Depth-Aware Object Insertion in Videos Using Python

Instructions for placing 3D models in videos with a depth-aware method using Python

Published in

Towards Data Science

9 min readAug 29, 2023

In the field of computer vision, the consistent estimation of depth and camera pose in videos has laid the foundation for more advanced operations, such as depth-aware object insertion in videos. Building on my previous article that explored these fundamental techniques, this article shifts focus toward depth-aware object insertion. Employing Python-based computational methods, I will outline a strategy for adding objects into pre-existing video frames in accordance with depth and camera orientation data. This methodology not only elevates the realism of edited video content but also has broad applications in video post-production.

In summary, the approach involves two main steps: first, estimating consistent depth and camera position in a video, and second, overlaying a mesh object onto the video frames. To make the object appear stationary in the 3D space of the video, it is moved in the opposite direction of any camera movement. This counter-movement ensures the object looks like it's fixed in place throughout the video.

You can check my code on my GitHub page, which I will be referring to throughout this article.

Step 1: Generating camera pose matrices and consistent depth estimation of the video

In my previous article, I thoroughly explained how to estimate consistent depth frames of videos and the corresponding camera pose matrices throughout videos.

For this article, I selected a video featuring a man walking on a street, chosen specifically for its pronounced camera movement along an axis. This will allow for a clear evaluation of whether inserted objects maintain their fixed positions within the 3D space of the video.

I followed all the steps that I explained in my previous article to get the depth frames and the estimated camera pose matrices. We will especially need the “custom.matrices.txt” file generated by COLMAP.

Original footage and its estimated depth video are given below.

**(Left)** Stock footage provided by Videvo, downloaded from www.videvo.net | **(Right)** Estimated depth video created by the author

The point cloud visualization corresponding to the first frame is presented below. The white gaps indicate shadow regions that are obscured from the camera’s view due to the presence of foreground objects.

Generated point cloud of the first frame of the video

Step 2: Picking mesh files you want to insert

Now, we select the mesh files to be inserted into the video sequence. Various platforms such as Sketchfab.com and GrabCAD.com offer a wide range of 3D models to choose from.

For my demo video, I have chosen two 3D models, the links for which are provided in the image captions below:

**(Left)** 3D model provided by Abby Gancz (CC BY 4.0), downloaded from www.sketchfab.com | **(Right)** 3D model provided by Renafox (CC BY 4.0), downloaded from www.sketchfab.com

I preprocessed the 3D models using CloudCompare, an open-source tool for 3D point cloud manipulation. Specifically, I removed the ground portions from the objects to enhance their integration into the video. While this step is optional, if you wish to modify certain aspects of your 3D model, CloudCompare comes highly recommended.

After pre-processing the mesh files, save them as .ply or .obj files. (Please note that not all 3D model file extensions support colored meshes, such as .stl).

Data segment:

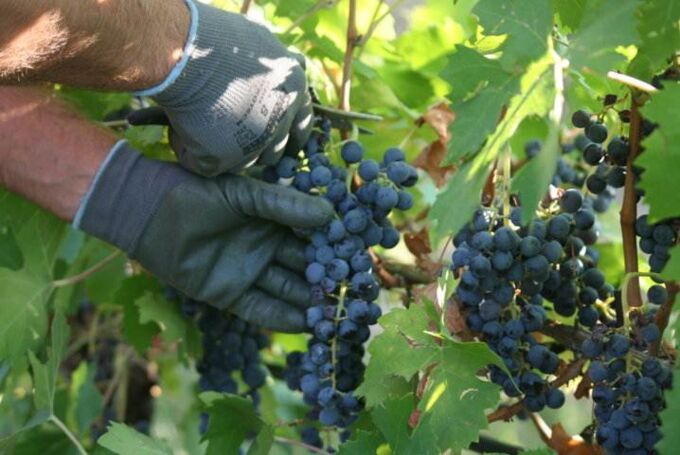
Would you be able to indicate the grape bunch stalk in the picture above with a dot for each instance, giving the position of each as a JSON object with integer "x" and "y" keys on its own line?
{"x": 340, "y": 269}
{"x": 629, "y": 382}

Objective: Based on the article on depth-aware object insertion, mark each statement yes or no, and quote the words from the article that settle it: (a) The street video was picked because the camera moves noticeably along an axis. (b) To look fixed in place, the inserted object is moved in the same direction as the camera. (c) Removing the ground portions of the 3D models in CloudCompare is a required step.

Solved exercise:
(a) Yes: "chosen specifically for its pronounced camera movement along an axis"
(b) No: "it is moved in the opposite direction of any camera movement"
(c) No: "While this step is optional"